**TRECHO DO TEXTO:**
******
Gostaria, também eu, e como tantos outros companheiros da blogosfera, de registrar minha homenagem ao Juvêncio, cujo falecimento, há trinta dias, nos comoveu profundamente. Quero falar sobre a pessoa do Juca, mas também sobre a sua contribuição política através do Quinta Emenda. Certamente que a pessoa está presente nessa contribuição e que não seria possível o Quinta Emenda, tal como foi, sem o Juca. Mas faço a distinção para poder ressaltar, a partir do meu ponto de observação e tendo em mente meu próprio diálogo com ele, o quanto o Juvêncio deixou, para mim e para todos nós uma contribuição valiosa.

A pessoa, em primeiro lugar, que eu conheci há vinte e dois anos, exatamente. O Juca era diretor de planejamento da Fundação Cultural do Pará, o Centur, quando eu, ainda estudante de comunicação, fui trabalhar na assessoria de imprensa daquele órgão. O Centur tinha sido inaugurado há pouco tempo, e era um centro cultural ativo, com uma programação instigante e, por trás de tudo, o trabalho do professor Paes Loureiro, que, nesse tempo, motivava incrivelmente a todos que se interessavam pela cultura. Conversando aqui e ali com o Juca, logo um tema se tornou constante nesse diálogo, ainda que muito implícito, à começo: as questões superpostas da formação da opinião pública, da ação social e dos fóruns de participação e militância. Naquele tempo eu acreditava firmemente que a cultura, e especificamente as políticas culturais, eram o instrumento mais valioso para esses processos, e ele discordava, dizia que a comunicação era mais importante. Eram também os primeiros anos de existência da TV Cultura, e por lá se fazia uma série incrível de documentários – ainda que todos os efeitos especiais, das ilhas de edição fossem sistematicamente, levados ao ar...

Certa vez, esse tema de conversação gerou um episódio que ficaria registrado, para mim, e que até hoje ecoa em tudo o que me interessa, um episódio-fundador que teve o efeito de demonstrar, para mim mesmo, o problema que se punha nas conversas com o Juca e ao qual até hoje me dedico, aqui e ali, de uma forma ou de outra, na UFPA ou no governo.
******
Entradas de identificação de locais
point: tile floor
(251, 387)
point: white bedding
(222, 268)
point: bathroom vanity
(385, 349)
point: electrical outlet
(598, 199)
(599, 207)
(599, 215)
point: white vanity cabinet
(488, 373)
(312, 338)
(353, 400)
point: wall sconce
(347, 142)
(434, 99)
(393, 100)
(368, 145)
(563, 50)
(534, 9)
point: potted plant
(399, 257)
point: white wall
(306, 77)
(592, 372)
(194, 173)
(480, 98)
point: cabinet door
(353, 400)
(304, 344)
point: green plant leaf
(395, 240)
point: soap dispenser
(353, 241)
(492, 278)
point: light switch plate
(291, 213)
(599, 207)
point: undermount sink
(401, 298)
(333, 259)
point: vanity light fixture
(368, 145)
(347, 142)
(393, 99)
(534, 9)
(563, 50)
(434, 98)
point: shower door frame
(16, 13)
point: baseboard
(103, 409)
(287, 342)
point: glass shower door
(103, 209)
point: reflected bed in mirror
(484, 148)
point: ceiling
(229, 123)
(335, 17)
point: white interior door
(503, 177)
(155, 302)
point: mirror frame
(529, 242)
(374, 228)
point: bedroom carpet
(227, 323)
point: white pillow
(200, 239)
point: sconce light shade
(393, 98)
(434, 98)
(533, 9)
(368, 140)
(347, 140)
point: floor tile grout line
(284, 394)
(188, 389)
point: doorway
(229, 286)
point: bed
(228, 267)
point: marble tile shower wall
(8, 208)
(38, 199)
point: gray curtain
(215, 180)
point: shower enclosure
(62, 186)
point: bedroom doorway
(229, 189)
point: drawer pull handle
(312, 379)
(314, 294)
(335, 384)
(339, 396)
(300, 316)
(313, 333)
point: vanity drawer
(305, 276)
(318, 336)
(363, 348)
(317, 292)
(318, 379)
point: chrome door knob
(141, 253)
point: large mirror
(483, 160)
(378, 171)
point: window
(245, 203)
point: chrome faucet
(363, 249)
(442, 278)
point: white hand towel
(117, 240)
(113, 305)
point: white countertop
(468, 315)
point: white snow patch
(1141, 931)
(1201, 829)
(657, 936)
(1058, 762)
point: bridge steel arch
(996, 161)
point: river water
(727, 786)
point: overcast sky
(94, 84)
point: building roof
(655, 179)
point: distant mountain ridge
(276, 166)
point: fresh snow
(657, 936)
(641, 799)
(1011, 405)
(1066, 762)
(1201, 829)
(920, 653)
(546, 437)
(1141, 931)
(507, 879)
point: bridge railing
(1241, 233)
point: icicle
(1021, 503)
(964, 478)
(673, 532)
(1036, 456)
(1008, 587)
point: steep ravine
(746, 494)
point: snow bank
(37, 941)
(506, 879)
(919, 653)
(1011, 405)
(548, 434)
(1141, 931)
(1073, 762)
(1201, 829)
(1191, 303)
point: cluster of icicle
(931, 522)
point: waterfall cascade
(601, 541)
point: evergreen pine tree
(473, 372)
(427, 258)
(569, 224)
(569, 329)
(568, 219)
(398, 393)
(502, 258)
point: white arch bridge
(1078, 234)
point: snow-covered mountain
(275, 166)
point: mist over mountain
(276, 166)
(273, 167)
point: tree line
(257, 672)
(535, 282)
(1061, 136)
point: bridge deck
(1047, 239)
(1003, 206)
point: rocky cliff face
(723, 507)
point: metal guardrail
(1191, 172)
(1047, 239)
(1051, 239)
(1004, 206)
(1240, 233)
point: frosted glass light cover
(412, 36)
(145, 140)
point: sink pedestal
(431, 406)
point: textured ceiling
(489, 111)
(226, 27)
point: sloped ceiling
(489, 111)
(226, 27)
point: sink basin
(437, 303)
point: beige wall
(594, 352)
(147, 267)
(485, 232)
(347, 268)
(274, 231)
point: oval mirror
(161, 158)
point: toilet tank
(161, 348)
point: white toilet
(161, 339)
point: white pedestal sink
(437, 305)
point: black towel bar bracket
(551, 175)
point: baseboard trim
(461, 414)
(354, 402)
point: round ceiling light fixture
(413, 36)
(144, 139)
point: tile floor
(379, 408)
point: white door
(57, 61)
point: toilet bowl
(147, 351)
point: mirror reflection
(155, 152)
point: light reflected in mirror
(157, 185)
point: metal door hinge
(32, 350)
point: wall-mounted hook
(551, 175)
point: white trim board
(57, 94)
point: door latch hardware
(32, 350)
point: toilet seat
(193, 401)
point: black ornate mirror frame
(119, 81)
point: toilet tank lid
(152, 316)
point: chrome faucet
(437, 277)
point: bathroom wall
******
**O QUE FAZER:** Passe para o inglês esta frase do texto em homenagem ao Juvêncio: "Quero falar sobre a pessoa do Juca, mas também sobre a sua contribuição política através do Quinta Emenda."

**RESULTADO FINAL:** I want to talk about Juca as a person, but also about his political contribution through Quinta Emenda.